━━━ 抜粋本文

説明

内燃機関の排気浄化装置

【課題】NOx捕捉触媒で捕捉したNOxを適切なタイミングで放出することにより、NOx捕捉触媒のNOx捕捉性能を高め、高いNOx浄化率が得られる内燃機関の排気浄化装置を提供すること。
【解決手段】エンジン2の排気管4に設けられて、少なくともAgを担持することで排気中のNOxを捕捉するAg触媒42と、Ag触媒42の下流側の排気管4に設けられて、排気中のNOxを浄化するLNC43と、Ag触媒42の上流側の排気管4において、水素を供給または生成することでAg触媒42に水素を供給する水素供給手段と、Ag触媒42に捕捉されたNOxを放出するか否かを判定する放出判定手段と、放出判定手段によりAg触媒42に捕捉されたNOxを放出すると判定されたときに、水素供給手段によりAg触媒42に水素を供給することにより、Ag触媒42に捕捉されたNOxを還元して放出させる放出実行手段と、を備える排気浄化装置1である。

【発明の詳細な説明】
【技術分野】
【0001】
本発明は、内燃機関の排気浄化装置に関する。詳しくは、内燃機関の排気中のNOxを捕捉するNOx捕捉触媒と、NOxを浄化するNOx浄化触媒と、を備える内燃機関の排気浄化装置に関する。
【背景技術】
【0002】
自動車等に搭載される内燃機関(以下、「エンジン」という)、特にディーゼルエンジン等の希薄燃焼式エンジンでは、排気中に多量のNOxが含まれる。この排気中に含まれるNOxを低減する技術として、排気通路内に配置されたアルカリ金属、アルカリ土類金属、及び白金等を含有するDeNOx触媒の上流に水素富化手段を設け、この水素富化手段で生成する水素含有気体を、下流に配置されたDeNOx触媒に導入する技術が提案されている(特許文献1参照)。
この技術では、水素富化手段として、炭化水素燃料の改質反応が利用され、具体的には、酸化剤の種類に応じて部分酸化反応や水蒸気改質反応が利用される。この技術によれば、水素富化手段にて、一酸化炭素及び炭化水素から水素を生成させ、生成した水素をNOxの還元剤として利用することにより、NOxを浄化する。
【0003】
ところが、上記特許文献1の技術では、低温領域におけるNOx浄化率が不十分であった。そこで、低温領域において高いNOx浄化率が得られる技術として、Agを含むNOx捕捉触媒の上流に、水素を含む還元性気体を導入する技術が提案されている(特許文献2参照)。
この技術では、水素を含む還元性気体の導入により、低温領域からNOxの捕捉が促進される。捕捉されたNOxは、NOx捕捉触媒を昇温させることにより放出され、放出されたNOxは、下流に配置されたNOx浄化触媒により浄化される。

━━━━━━

# 作業の指示:
排気浄化装置に関する本文のうち、「この技術では、水素富化手段と」から始まり「れている(特許文献2参照)。」で終わる部分を、一字も変えずに書き写しなさい。

━━━ 提供資料

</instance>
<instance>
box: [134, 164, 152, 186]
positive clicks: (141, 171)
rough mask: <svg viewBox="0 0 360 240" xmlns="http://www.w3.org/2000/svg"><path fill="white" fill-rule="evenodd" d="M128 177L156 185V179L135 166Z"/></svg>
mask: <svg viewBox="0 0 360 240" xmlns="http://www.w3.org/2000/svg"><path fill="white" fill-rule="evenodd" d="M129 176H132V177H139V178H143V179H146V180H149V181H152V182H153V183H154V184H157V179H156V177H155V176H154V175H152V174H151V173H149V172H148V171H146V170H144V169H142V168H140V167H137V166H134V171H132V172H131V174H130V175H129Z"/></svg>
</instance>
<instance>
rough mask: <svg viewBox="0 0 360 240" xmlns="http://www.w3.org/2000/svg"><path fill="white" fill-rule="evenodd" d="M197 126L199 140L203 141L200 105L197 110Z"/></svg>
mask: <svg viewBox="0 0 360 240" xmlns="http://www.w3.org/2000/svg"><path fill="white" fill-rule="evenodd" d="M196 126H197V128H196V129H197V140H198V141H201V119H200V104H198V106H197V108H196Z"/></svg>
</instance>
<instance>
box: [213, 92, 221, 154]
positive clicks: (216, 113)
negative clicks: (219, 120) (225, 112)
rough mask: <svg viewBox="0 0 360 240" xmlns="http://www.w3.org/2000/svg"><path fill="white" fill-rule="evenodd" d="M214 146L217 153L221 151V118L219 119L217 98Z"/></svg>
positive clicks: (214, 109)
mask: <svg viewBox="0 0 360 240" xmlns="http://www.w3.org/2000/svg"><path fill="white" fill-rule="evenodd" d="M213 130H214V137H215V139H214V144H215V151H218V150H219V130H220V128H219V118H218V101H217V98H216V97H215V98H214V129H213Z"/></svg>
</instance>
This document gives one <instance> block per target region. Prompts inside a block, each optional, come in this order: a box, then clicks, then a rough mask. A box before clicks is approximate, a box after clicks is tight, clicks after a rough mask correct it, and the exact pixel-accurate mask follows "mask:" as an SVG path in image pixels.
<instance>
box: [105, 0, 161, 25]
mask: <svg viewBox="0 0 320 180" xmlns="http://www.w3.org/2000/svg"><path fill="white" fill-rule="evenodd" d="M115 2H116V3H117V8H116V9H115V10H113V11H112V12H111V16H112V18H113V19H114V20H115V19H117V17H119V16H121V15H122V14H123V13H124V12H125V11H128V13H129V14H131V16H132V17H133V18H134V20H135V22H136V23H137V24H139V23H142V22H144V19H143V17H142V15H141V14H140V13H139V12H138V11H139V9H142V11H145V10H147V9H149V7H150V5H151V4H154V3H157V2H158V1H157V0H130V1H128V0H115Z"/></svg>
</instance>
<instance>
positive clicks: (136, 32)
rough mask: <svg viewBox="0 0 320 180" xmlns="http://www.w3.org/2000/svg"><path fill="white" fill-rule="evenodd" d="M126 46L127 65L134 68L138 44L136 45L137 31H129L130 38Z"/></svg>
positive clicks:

━━━━━━

# 作業の結果:
この技術では、水素富化手段として、炭化水素燃料の改質反応が利用され、具体的には、酸化剤の種類に応じて部分酸化反応や水蒸気改質反応が利用される。この技術によれば、水素富化手段にて、一酸化炭素及び炭化水素から水素を生成させ、生成した水素をNOxの還元剤として利用することにより、NOxを浄化する。
【0003】
ところが、上記特許文献1の技術では、低温領域におけるNOx浄化率が不十分であった。そこで、低温領域において高いNOx浄化率が得られる技術として、Agを含むNOx捕捉触媒の上流に、水素を含む還元性気体を導入する技術が提案されている(特許文献2参照)。